PROVIDED RECORDS:
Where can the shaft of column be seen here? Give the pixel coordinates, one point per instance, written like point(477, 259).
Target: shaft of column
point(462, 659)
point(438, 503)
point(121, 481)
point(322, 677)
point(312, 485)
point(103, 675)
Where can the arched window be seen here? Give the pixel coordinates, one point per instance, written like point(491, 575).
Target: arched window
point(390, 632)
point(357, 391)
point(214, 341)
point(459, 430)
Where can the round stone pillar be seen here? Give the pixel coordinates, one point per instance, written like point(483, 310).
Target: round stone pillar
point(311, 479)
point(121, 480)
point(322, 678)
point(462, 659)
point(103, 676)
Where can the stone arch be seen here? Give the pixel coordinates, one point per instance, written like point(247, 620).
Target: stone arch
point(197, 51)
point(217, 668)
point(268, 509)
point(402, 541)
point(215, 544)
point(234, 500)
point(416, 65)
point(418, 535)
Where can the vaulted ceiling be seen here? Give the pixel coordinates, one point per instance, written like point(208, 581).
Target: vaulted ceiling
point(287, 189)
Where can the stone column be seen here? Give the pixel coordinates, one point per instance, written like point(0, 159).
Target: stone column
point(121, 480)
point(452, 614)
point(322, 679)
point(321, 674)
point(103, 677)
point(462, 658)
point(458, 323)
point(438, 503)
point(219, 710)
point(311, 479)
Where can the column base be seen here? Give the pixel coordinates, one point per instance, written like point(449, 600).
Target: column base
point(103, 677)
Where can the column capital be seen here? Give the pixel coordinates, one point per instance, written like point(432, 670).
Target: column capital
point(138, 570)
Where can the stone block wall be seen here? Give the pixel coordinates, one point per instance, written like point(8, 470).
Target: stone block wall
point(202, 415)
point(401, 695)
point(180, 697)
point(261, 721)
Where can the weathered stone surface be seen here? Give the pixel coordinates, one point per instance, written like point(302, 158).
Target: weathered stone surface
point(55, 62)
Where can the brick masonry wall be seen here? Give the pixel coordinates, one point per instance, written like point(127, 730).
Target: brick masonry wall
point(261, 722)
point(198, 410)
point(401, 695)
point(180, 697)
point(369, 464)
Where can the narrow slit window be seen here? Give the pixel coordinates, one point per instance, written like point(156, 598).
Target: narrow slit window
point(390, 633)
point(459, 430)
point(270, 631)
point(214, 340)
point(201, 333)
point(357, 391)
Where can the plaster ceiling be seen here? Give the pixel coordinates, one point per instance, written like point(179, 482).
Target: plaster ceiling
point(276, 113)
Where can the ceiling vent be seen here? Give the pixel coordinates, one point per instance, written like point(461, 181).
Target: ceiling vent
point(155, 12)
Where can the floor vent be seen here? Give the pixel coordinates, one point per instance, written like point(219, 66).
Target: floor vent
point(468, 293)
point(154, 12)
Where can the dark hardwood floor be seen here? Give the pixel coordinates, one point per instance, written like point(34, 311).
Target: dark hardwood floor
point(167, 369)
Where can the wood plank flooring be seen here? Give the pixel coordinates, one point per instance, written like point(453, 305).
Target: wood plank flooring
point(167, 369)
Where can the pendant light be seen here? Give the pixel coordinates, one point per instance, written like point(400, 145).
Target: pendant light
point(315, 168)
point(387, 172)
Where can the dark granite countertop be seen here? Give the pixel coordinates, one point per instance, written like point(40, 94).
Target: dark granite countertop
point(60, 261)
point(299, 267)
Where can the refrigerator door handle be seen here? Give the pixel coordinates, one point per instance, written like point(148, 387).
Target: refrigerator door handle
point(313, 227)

STATED TASK: Set down the lines above exactly, starting with the line that contains "Where can the stone arch" and going on through the line that contains "point(287, 189)".

RESPONSE TO THIS EXERCISE:
Where can the stone arch be seen here? Give the pixel coordinates, one point per instance, written like point(247, 620).
Target: stone arch
point(197, 51)
point(217, 668)
point(268, 509)
point(402, 541)
point(215, 544)
point(234, 500)
point(416, 65)
point(418, 535)
Where can the vaulted ceiling be seen here? Give the pixel coordinates, one point per instance, written like point(208, 581).
Target: vaulted ceiling
point(287, 189)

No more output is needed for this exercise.